TASK OBJECTIVE
Please list each line of the records that contains the word "white". Case counts.

INPUT DATA
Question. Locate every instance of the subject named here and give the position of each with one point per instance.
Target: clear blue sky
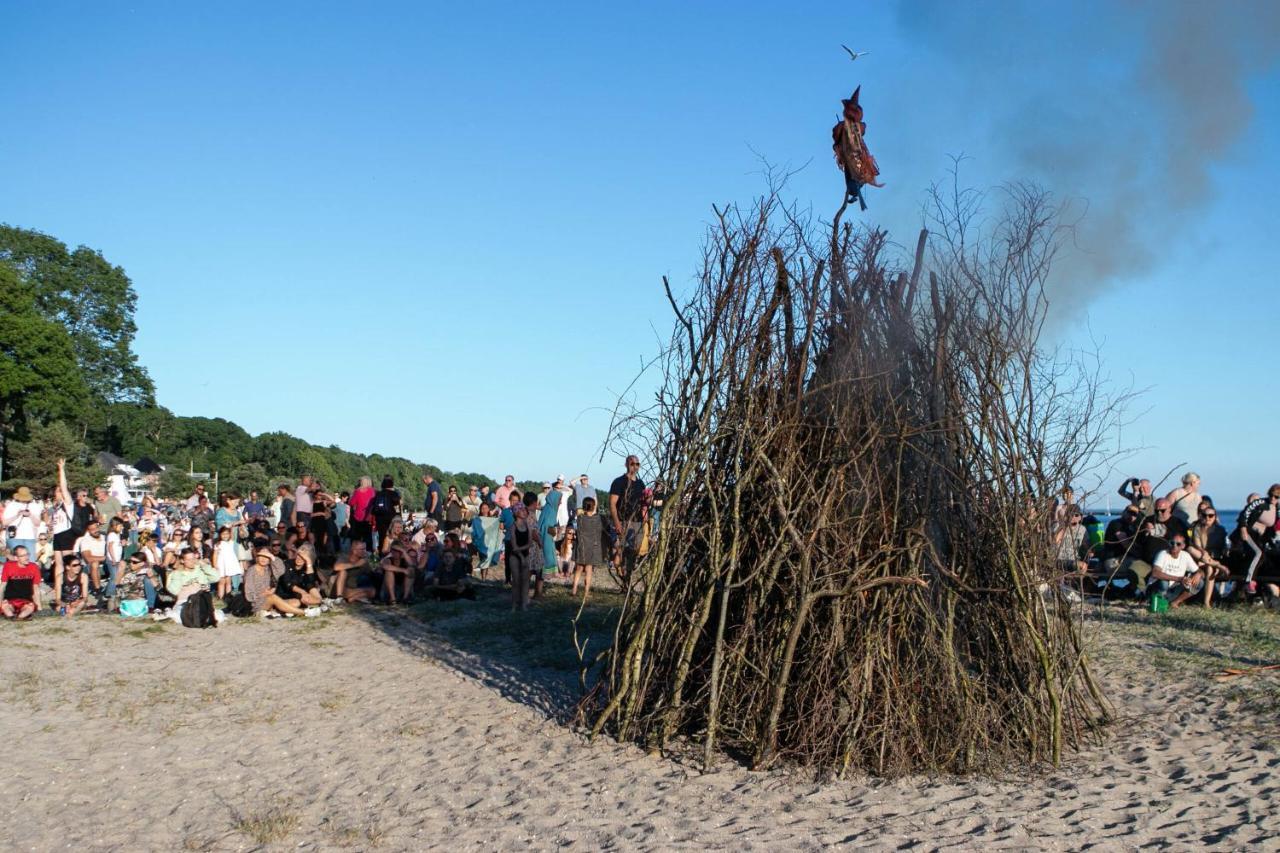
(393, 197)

--

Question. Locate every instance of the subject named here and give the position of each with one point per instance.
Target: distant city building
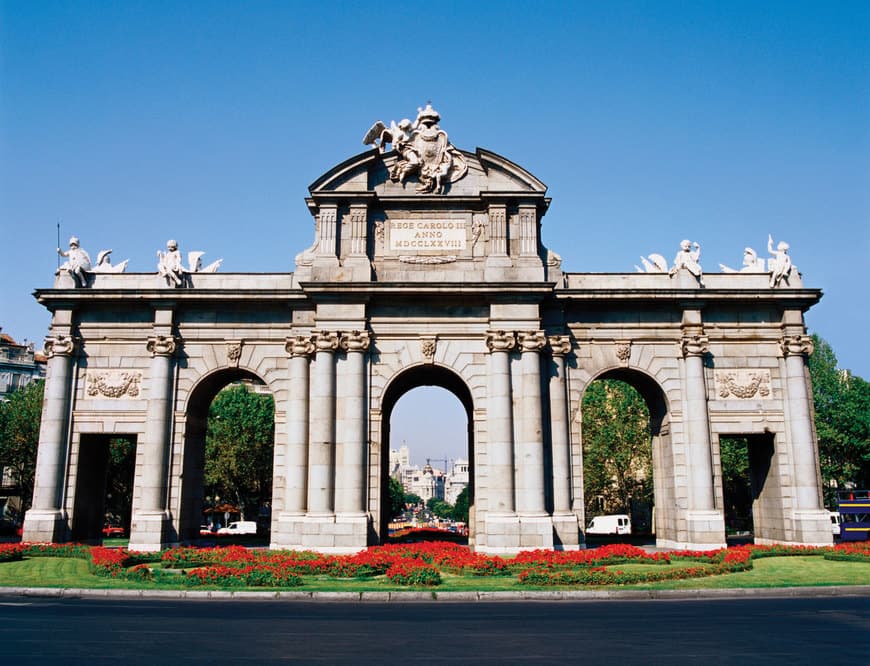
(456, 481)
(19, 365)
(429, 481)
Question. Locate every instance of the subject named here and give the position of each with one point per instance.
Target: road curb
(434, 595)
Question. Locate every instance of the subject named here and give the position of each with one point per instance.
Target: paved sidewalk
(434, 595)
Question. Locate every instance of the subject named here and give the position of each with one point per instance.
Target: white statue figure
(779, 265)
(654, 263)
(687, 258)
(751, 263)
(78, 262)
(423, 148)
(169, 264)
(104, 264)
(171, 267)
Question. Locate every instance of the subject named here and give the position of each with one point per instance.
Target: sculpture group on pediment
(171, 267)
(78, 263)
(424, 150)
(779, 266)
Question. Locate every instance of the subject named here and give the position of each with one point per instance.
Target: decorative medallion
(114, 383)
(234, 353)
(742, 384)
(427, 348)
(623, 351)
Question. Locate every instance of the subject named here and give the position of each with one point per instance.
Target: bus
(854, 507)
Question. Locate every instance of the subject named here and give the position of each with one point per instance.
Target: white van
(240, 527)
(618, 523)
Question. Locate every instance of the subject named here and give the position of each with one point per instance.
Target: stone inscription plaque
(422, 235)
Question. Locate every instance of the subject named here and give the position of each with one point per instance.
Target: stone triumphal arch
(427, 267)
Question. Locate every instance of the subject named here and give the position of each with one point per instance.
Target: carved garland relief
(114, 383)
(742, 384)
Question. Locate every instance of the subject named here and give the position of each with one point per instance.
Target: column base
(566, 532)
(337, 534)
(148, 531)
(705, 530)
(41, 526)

...

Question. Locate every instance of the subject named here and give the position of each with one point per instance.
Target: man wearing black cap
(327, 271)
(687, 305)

RESPONSE TO THIS TASK
Target: white statue figure
Target: white van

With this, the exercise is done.